* INSTRUCTIONS TO FOLLOW: Could you repeat the records below exactly, without the pictures?
*** ENTRIES SHOWN Section Begins ***
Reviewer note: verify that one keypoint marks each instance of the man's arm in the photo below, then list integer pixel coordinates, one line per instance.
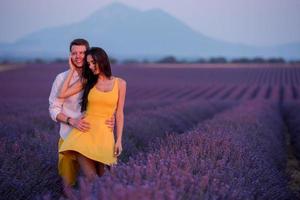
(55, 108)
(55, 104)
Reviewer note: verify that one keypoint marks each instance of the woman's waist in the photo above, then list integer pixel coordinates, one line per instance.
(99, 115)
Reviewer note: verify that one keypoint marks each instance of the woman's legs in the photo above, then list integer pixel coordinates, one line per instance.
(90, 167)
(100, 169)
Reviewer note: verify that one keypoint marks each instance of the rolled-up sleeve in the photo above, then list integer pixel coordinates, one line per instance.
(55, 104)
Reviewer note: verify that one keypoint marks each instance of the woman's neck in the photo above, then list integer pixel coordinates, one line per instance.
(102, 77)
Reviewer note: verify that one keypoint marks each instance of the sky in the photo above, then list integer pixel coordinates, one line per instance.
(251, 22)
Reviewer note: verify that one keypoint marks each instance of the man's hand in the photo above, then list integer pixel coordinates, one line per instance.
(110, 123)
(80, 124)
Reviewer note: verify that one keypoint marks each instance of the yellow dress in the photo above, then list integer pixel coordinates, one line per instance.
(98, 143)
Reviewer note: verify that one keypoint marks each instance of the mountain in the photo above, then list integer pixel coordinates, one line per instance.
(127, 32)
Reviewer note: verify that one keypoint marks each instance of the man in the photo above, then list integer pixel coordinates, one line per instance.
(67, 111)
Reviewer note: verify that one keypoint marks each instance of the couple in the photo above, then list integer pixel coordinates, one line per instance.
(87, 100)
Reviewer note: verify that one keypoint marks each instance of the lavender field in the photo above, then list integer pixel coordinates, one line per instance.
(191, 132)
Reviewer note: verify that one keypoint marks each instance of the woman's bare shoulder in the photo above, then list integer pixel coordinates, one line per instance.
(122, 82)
*** ENTRIES SHOWN Section Ends ***
* ANSWER AREA:
Reviewer note: verify that one keypoint marks each instance of the man's arm in the photo below, then list integer pixel coordinates, one line per instance.
(55, 108)
(55, 104)
Reviewer note: verify that one keypoint marks each instance of the woman's waist in the photo above, then list integer pixel coordinates, one line per instance.
(99, 115)
Reviewer note: verify that one keypoint marks each instance of the woman's legs in the photo above, then list integer pixel coordinates, one line per instance.
(90, 167)
(100, 169)
Reviewer note: verify that one keypoint marks each instance of the rolled-up sleeve in the photo above, then list integer pixel coordinates, one line per instance.
(55, 104)
Reviewer note: verify that one keypoint marks each instance of the woman's neck in the photo above, then list integer pixel coordinates, one line per instance.
(102, 77)
Reviewer note: verify that one keypoint marks each instance of the sky in the photo above, then list integer pixel coordinates, one line per instance.
(251, 22)
Reviewer note: verify that one keypoint marks each instance of the man's hand in the photo above, then list integer pixel coordinates, one line per instance.
(110, 123)
(80, 124)
Reviewer note: verify that one keypoint marks each instance of the yellow dress in the photo above, then list integer pixel coordinates, one line per instance.
(98, 143)
Reviewer note: verify that one keypoint marks each instance of the mountain in the photo above, then list integer pixel coordinates, one line per instance.
(127, 32)
Reviewer note: verify that one keypoint marks each instance of the man in the photo above, then list integer pixel coordinates, one line per instance.
(67, 111)
Reviewer note: verify that one keypoint marks each instance of the couple in the photo above, then list integer pixel coordinates, one line per instance.
(87, 100)
Reviewer note: verify that one keypoint marks each instance of the lavender field in the photo above, then list integer pixel coordinates, one line per instance.
(191, 132)
Reviewer note: verify that one keypoint marks each instance of the woman's bare shoulder in the photo above, then list integer pixel coordinates, one line per instance.
(122, 82)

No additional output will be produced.